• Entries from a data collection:
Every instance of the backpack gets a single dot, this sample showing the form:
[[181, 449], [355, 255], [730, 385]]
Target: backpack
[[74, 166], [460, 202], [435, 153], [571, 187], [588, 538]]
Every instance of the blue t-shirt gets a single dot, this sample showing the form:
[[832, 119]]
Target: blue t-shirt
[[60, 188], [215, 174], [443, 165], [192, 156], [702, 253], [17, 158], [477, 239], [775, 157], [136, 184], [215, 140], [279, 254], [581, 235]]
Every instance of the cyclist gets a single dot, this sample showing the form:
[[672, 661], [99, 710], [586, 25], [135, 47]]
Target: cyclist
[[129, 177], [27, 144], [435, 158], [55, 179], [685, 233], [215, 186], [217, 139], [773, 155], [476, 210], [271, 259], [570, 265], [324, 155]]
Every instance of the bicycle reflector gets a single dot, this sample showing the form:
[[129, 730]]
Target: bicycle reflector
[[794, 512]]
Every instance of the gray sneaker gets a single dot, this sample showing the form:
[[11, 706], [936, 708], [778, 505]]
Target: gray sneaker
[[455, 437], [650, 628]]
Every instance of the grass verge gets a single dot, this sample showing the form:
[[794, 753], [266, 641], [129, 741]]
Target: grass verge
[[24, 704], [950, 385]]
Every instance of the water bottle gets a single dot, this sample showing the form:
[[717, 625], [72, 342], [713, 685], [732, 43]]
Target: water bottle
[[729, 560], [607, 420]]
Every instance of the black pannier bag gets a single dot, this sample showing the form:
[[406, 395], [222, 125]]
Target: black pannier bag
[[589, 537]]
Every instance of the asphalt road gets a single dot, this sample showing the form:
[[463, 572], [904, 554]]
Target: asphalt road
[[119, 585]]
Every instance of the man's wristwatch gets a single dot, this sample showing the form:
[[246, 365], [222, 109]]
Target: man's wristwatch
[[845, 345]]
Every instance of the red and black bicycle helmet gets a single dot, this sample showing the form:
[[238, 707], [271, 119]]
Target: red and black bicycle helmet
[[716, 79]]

• WHAT THE EXERCISE ASKS: Retype every line of the entries above exactly, without changing anything.

• WRITTEN REPLY:
Every instance of the backpack gets a single dot, this sample showing the form:
[[181, 449], [355, 255], [730, 385]]
Target: backpack
[[74, 166], [460, 202], [435, 153], [571, 187], [588, 538]]
Every instance of the blue t-shirt gets a single dot, this sample showing the form:
[[832, 119]]
Target: blue t-shirt
[[60, 188], [215, 174], [443, 165], [192, 156], [702, 253], [17, 158], [477, 239], [775, 157], [136, 184], [215, 140], [279, 254], [581, 235]]
Every instance of the cyclist gets a single dot, this sample showing the form:
[[672, 661], [99, 710], [586, 25], [135, 47]]
Target: cyclist
[[129, 177], [27, 144], [435, 158], [55, 179], [685, 233], [215, 186], [217, 139], [773, 155], [476, 210], [271, 259], [570, 265], [324, 155]]
Every instance of the bicycle reflector gets a single dot, this sample showing the form:
[[129, 730]]
Target: bicycle reflector
[[794, 512]]
Every instance of the gray sneaker gets a single dot, this sample showing the form:
[[11, 706], [936, 708], [778, 505]]
Target: gray sneaker
[[455, 437], [650, 628]]
Every instance of the grass verge gets a single dot, this sample showing the form:
[[794, 753], [266, 641], [129, 741]]
Target: grass verge
[[24, 704], [950, 385]]
Every instance of the water bottle gets a single dot, this sample showing the form:
[[717, 625], [72, 342], [713, 685], [732, 43]]
Target: water bottle
[[729, 560], [607, 420]]
Every instance of the black pannier bag gets a single dot, this sample showing the form:
[[406, 395], [222, 125]]
Target: black pannier bag
[[589, 537]]
Every instance of the asphalt road gets a single dot, this sample showing the form:
[[463, 572], [904, 554]]
Target: asphalt road
[[119, 585]]
Every instance of the man's wristwatch gets a single dot, this sample showing the form:
[[246, 365], [222, 109]]
Target: man's wristwatch
[[845, 345]]
Every instance of the red and black bicycle helmet gets a single dot, this sample showing the form:
[[238, 707], [271, 119]]
Target: red and black bicycle helmet
[[716, 79]]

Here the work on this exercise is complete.